§ WHAT THIS TASK INVOLVES: Return the full listing character for character, without its pictures.

[ENTRIES PROVIDED — start]

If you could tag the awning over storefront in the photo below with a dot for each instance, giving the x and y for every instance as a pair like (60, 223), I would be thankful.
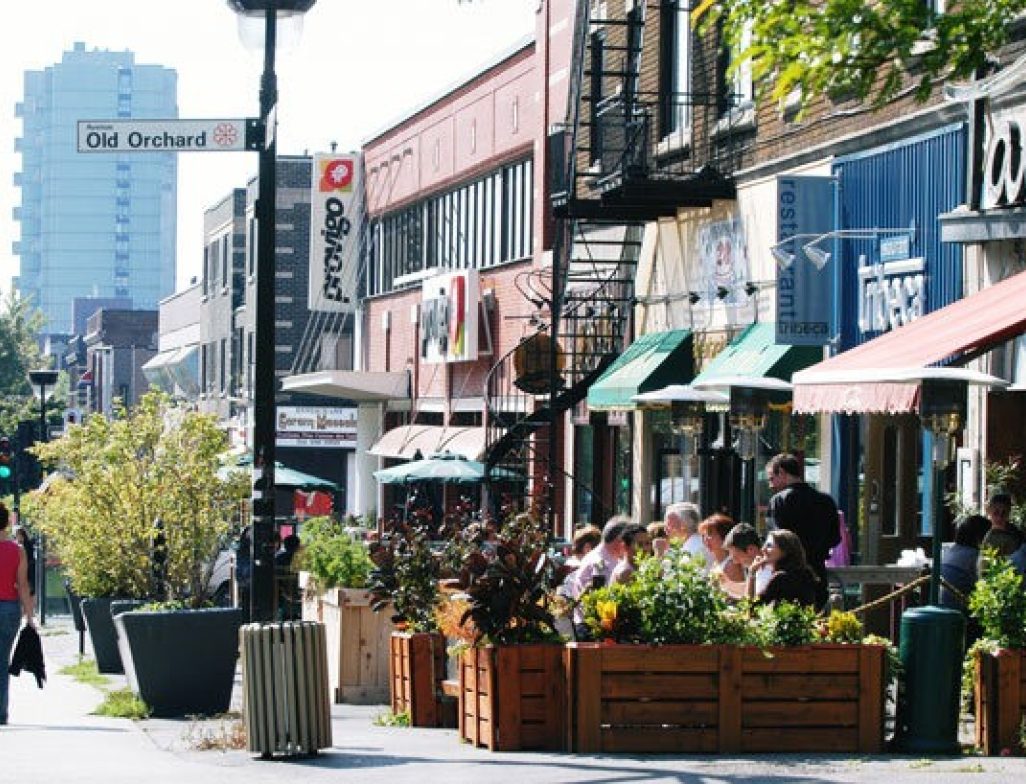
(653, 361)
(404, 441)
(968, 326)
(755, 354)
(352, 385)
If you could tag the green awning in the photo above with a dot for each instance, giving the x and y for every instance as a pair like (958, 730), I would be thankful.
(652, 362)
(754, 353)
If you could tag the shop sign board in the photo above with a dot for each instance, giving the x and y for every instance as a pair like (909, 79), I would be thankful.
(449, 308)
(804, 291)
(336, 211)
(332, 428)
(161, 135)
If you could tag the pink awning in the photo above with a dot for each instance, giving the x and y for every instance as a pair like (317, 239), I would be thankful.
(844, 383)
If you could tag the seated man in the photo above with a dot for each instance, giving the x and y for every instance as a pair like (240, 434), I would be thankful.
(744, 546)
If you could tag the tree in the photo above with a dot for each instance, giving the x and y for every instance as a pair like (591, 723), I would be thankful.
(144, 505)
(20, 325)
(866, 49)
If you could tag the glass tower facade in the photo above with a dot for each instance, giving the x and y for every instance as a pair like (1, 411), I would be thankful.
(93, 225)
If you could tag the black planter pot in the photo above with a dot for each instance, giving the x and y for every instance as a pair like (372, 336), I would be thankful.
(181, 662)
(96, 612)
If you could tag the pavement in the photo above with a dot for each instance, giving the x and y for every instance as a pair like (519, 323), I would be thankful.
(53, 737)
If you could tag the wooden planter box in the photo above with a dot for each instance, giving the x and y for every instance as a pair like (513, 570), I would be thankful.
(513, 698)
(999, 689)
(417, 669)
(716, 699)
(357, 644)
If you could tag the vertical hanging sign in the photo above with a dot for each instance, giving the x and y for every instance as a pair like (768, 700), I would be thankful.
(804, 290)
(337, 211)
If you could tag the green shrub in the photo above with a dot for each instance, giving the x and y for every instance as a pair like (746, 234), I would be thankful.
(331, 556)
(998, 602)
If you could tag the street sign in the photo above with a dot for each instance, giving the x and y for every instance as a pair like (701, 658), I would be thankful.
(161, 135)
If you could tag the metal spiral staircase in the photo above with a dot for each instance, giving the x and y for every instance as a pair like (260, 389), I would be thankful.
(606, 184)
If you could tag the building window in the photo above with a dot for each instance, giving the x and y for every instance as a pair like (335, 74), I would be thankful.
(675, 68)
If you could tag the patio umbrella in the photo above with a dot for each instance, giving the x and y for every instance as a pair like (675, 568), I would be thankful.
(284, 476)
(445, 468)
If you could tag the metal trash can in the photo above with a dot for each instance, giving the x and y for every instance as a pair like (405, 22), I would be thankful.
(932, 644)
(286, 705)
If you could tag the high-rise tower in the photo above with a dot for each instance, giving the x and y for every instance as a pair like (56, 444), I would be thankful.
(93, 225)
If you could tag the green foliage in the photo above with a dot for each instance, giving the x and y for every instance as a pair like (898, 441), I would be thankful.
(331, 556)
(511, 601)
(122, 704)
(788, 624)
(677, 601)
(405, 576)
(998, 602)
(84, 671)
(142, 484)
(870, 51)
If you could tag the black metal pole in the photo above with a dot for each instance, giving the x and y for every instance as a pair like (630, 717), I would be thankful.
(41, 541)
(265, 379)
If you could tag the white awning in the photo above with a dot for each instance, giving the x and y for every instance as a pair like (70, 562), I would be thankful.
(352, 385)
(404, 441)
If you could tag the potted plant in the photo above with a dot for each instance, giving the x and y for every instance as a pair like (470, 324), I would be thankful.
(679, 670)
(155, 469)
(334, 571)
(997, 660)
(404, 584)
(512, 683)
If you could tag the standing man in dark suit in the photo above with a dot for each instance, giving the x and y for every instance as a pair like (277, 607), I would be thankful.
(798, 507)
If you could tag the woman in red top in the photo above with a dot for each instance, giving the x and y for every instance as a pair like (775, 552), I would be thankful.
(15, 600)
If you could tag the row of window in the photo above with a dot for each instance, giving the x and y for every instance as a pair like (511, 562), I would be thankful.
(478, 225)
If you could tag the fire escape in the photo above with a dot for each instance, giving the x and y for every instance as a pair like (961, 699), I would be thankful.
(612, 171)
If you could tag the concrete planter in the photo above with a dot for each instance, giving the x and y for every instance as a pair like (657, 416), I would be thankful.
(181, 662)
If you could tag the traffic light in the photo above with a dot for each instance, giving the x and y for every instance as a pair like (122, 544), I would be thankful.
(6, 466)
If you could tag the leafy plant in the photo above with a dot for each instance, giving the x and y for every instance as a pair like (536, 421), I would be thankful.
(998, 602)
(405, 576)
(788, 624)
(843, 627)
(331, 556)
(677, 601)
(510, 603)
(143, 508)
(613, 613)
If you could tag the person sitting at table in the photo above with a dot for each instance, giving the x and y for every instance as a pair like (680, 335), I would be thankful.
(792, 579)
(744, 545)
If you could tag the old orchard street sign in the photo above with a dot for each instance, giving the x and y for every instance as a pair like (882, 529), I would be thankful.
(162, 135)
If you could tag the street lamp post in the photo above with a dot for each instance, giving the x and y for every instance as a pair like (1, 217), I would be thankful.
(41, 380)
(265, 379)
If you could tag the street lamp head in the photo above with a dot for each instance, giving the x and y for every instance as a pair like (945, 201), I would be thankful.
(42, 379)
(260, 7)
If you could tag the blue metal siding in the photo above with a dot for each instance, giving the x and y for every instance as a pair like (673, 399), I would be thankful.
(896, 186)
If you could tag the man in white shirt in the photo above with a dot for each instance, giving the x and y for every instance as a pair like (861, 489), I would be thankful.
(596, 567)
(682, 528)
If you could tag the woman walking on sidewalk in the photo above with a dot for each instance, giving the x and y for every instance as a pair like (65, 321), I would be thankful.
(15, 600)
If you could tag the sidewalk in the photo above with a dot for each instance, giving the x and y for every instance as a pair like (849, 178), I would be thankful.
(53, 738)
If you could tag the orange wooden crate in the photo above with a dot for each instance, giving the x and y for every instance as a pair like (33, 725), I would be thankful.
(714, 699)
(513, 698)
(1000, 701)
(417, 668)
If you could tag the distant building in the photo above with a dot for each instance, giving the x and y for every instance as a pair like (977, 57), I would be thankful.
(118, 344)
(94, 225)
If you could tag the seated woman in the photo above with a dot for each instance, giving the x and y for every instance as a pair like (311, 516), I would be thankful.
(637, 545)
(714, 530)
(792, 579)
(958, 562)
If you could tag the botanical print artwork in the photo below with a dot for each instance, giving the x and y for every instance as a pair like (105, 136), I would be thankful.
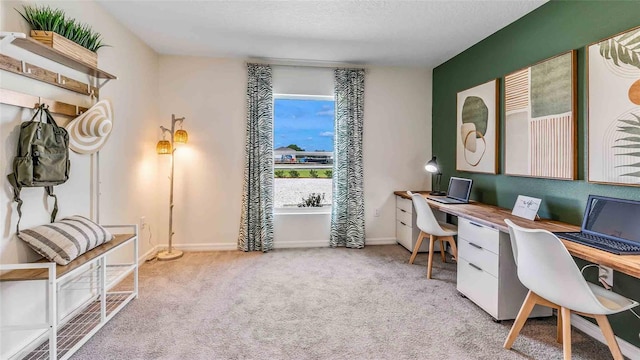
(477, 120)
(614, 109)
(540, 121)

[ENTRIES PROVIDED — finish]

§ ANSWER TO THIS EXERCISE:
If you could tag the awning over storefront in the photo below with a dot for each instance, giving the x and y for every instance as a pair like (60, 223), I would be thankful.
(653, 361)
(404, 441)
(968, 326)
(755, 354)
(352, 385)
If you could tag the green awning in the photo above with a dot for each instance, giving the x and y for every instance as a pair like (958, 730), I would be thankful.
(652, 362)
(754, 353)
If you could tag the shop sign board in the photo above with a dot for each instance, giving the x and y for every instance as a pair like (909, 79), I would be thankful.
(449, 308)
(804, 291)
(336, 211)
(332, 428)
(161, 135)
If you could tag the pink awning in the photo above with a dot for each instance, giving the x and y for every instance as a pair like (317, 239), I would be thankful.
(844, 383)
If you could tag the seated man in the photo above with a dot for each instance, giving the x and y for every instance as a pair like (240, 434), I would be thankful.
(744, 546)
If you could tag the tree in the photo above with a dot for each instance, giving the x and y for every instance as a pair like (591, 723), I would be thankful.
(144, 505)
(20, 325)
(866, 49)
If you could tag the glass tower facade in the photo above with a dot for each instance, giving the x and y for every instance as a pair like (1, 411), I would be thankful.
(93, 225)
If you could tag the black planter pot in the photo above with a dot for each instance, giving the x and y for every instance as a pair like (372, 336), I would be thankful.
(181, 662)
(96, 612)
If you could tag the pavement in the photo above with a dot for each instance, giving the x and y for every instance as a pair like (519, 323), I would be thankful.
(53, 737)
If you could tag the wooden planter box in the photo above with a dot for each instance, giving the x and y for every instance as a pair like (513, 570), I would be thankful.
(513, 698)
(999, 689)
(417, 669)
(716, 699)
(357, 644)
If you could tag the vertical hanging sign in the photo above with a dot for each instance, giving the x and y for every instance as a pair like (768, 700), I would be thankful.
(804, 290)
(337, 211)
If you could tag the green shrub in the photo above with a dot for each instance, giving the x and y for every instance as a pair like (746, 234), I would be thankful.
(331, 556)
(998, 602)
If you could tag the street sign in the photo above with a dot for each instance, giving the x and y for every instance as a pair like (701, 658), I would be thankful.
(161, 135)
If you could tag the metal spiral staircase in the photo above with a dot for each instance, giving the x and y for every instance as a pair like (260, 389), I would be thankful.
(606, 184)
If you could tag the building window in the photo above with a dot for each instance, giving the x and y for every instance as a pair like (335, 74), I would be thankful.
(675, 68)
If you could tag the patio umbrella in the photo above with a dot for each instance, giving the x and y for every instance as a pair like (675, 568), I would be thankful.
(284, 476)
(445, 468)
If you could tag the metal trash can in the photo above with a dot for each instance, giving the x and y for every instance as a pair like (405, 22), I would be thankful.
(932, 644)
(286, 705)
If you could tag the high-rise tower in the photo above with a dot for each instance, giving the x and y for every instance as a pair like (56, 444), I would be thankful.
(93, 225)
If you could tag the green foliage in the photo above with a dot for each instance, giving the x and y for every instance as a pair like (898, 441), I would be thankful.
(331, 556)
(511, 601)
(122, 704)
(788, 624)
(677, 601)
(405, 576)
(998, 602)
(84, 671)
(142, 484)
(870, 51)
If you could tag the black metal pole in the photo above with a dot for each instance, giving the x and y for every instance as a pair like (630, 717), I would be thankful.
(41, 541)
(265, 379)
If you could tag the white awning in the photo above with a dot for each instance, giving the x and y for every instance as a pair like (70, 562), I would be thankful.
(352, 385)
(404, 441)
If you could tag the potted plant in the photo above with a dot for each instance, giving the x and y for every instance as a pair like (470, 324), I would be thankful.
(679, 670)
(155, 469)
(334, 571)
(997, 660)
(404, 584)
(512, 683)
If you could tag the standing man in dark suit in the photo above with a dot for each instance, giving the x and y for every instance as a pair like (277, 607), I would be thankful.
(798, 507)
If you could tag the woman in red top in the photo above with a dot for each instance, giving the x and y for every instance as a pair like (775, 552), I would be thankful.
(15, 600)
If you could tag the row of window in the photo above with a dot for each instance, giving the x and y for every instance as a pair like (511, 562), I would be thankful.
(478, 225)
If you could tag the fire escape in the photo above with a dot for each instance, giving the x and y for every instance as a pair like (961, 699), I would be thankful.
(612, 171)
If you could tag the concrete planter in the photo above with a dot for each instance, giving the x and y for every instance as a pair like (657, 416), I would be thankful.
(181, 662)
If you could tag the traffic light in the photo above with a dot for each instance, giving the x and y for every instance as a pair like (122, 544), I would be thankful.
(6, 466)
If you could tag the leafy plant in the photo above with a dot for each instance, giving the x and y for every instance as a pair like (536, 421), I would be thankful.
(998, 602)
(405, 576)
(788, 624)
(843, 627)
(331, 556)
(677, 601)
(510, 603)
(143, 508)
(613, 613)
If you could tag the person sitting at table in the photo above with a dot for each instance, giving the x and y for every instance as a pair like (680, 335), I would be thankful.
(792, 579)
(744, 545)
If you could tag the old orchard street sign in the photo above with a dot for each instance, giving the x and y for every instance as a pair like (882, 529), I would be thankful.
(162, 135)
If you could tag the street lamp post in the photo above with a dot for each instance, giving the x and y for every instance as a pair like (1, 217), I would be thankful.
(41, 380)
(265, 379)
If you could tag the street lamp head in the photo above with a dot for each instance, giving the x and y for every instance as a pair like (945, 201), I would be thankful.
(42, 379)
(260, 7)
If you could tag the blue metal siding in the photo above with a dot for each instance, giving the x and y for every instance as a pair like (673, 399), I would be thankful.
(896, 186)
If you could tag the man in white shirt in the photo above with a dot for each instance, giving the x and y for every instance as a pair like (861, 489), I would be thankful.
(596, 567)
(682, 528)
If you could tag the woman walking on sidewalk in the photo above with a dot for each instance, giving the x and y for every instance as a pair like (65, 321), I would be thankful.
(15, 600)
If you could tag the sidewalk in the photo above with a dot for each instance, giving the x and y for every instance as a pair like (849, 178), I would be thankful.
(53, 738)
If you could tag the orange wooden crate in the photo above with a dot for each instance, giving the x and y for every instance as a pair like (33, 725), I would be thankful.
(714, 699)
(513, 698)
(1000, 701)
(417, 668)
If you could tag the distant building in the photo above with a dot for each instance, giving the x and y for every instance as a pair like (977, 57), I would be thankful.
(118, 344)
(94, 225)
If you could tag the seated woman in the photo above with a dot for each instance, giving the x and y for every instance as a pair like (311, 516), I would be thankful.
(637, 545)
(714, 530)
(792, 579)
(958, 562)
If you could tag the botanical print artwork in the photo below with a dot for each instance, giving the x and y for every instance as a pair like (105, 136), I would be thankful.
(477, 120)
(614, 109)
(540, 121)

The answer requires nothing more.